>>

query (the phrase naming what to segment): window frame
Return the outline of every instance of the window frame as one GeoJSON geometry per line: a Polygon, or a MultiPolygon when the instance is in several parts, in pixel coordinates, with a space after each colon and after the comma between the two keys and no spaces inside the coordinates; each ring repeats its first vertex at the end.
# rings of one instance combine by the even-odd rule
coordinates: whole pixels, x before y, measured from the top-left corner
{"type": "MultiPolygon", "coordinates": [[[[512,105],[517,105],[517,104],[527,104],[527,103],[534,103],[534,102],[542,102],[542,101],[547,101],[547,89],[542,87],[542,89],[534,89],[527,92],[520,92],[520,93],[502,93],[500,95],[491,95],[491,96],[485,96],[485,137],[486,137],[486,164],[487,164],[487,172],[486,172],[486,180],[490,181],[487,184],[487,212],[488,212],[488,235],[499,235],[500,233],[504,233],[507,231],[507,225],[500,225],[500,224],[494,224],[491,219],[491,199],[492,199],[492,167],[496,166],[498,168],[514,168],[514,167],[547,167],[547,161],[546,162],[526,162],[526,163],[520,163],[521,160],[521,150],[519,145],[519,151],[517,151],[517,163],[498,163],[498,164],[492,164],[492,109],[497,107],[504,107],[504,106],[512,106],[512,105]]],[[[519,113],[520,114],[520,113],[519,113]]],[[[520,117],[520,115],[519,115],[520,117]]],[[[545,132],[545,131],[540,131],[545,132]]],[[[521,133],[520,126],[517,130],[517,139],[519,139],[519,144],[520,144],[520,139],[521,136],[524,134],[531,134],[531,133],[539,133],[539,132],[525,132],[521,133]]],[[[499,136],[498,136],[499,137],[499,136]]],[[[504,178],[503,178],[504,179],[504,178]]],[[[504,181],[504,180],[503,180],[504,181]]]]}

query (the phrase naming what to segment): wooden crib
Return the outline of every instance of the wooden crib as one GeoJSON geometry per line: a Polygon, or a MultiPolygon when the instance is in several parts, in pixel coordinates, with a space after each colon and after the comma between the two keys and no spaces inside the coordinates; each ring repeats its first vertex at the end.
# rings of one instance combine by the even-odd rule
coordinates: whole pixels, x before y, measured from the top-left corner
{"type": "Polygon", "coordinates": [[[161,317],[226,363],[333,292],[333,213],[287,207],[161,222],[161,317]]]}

<<

Extract all of the data exactly as written.

**Response:**
query (the phrase naming what to segment): window frame
Return the outline of every instance of the window frame as one GeoJSON geometry per line: a Polygon, or a MultiPolygon when the instance is in several parts, in pixel coordinates, with a space after each colon and after the comma between the two keys and no spaces inside the coordinates; each ring repeats its first vertex at the end.
# rings of one instance combine by the even-odd rule
coordinates: whole pixels, x before y, measured from the top-left corner
{"type": "MultiPolygon", "coordinates": [[[[512,105],[517,105],[517,104],[527,104],[527,103],[534,103],[534,102],[542,102],[542,101],[547,101],[547,89],[542,87],[542,89],[534,89],[527,92],[520,92],[520,93],[502,93],[500,95],[491,95],[491,96],[485,96],[485,137],[486,137],[486,164],[487,164],[487,172],[486,172],[486,180],[490,181],[487,184],[487,212],[488,212],[488,235],[499,235],[500,233],[504,233],[507,231],[507,225],[500,225],[500,224],[494,224],[491,219],[491,199],[492,199],[492,167],[496,166],[498,168],[514,168],[514,167],[547,167],[547,161],[546,162],[526,162],[526,163],[520,163],[521,160],[521,150],[519,145],[519,151],[517,151],[517,163],[498,163],[498,164],[492,164],[492,109],[497,107],[504,107],[504,106],[512,106],[512,105]]],[[[519,113],[520,114],[520,113],[519,113]]],[[[520,117],[520,115],[519,115],[520,117]]],[[[545,132],[545,131],[540,131],[545,132]]],[[[521,133],[520,126],[517,130],[517,139],[519,139],[519,144],[520,144],[520,139],[521,136],[524,134],[531,134],[531,133],[539,133],[539,132],[525,132],[521,133]]],[[[499,136],[498,136],[499,137],[499,136]]],[[[504,178],[503,178],[504,179],[504,178]]],[[[504,181],[504,180],[503,180],[504,181]]]]}

query (the phrase naming what to segment): wooden crib
Return the outline of every instance of the wooden crib as one GeoJSON geometry per line: a Polygon, or a MultiPolygon when the instance is in several parts, in pixel coordinates, with a space after each colon and after the comma between the two keys and no spaces inside the coordinates; each ring repeats its first vertex at the end.
# rings of one instance combine by the even-odd rule
coordinates: whole pixels, x before y, measured from the top-left corner
{"type": "Polygon", "coordinates": [[[161,317],[226,363],[333,292],[333,213],[287,207],[161,222],[161,317]]]}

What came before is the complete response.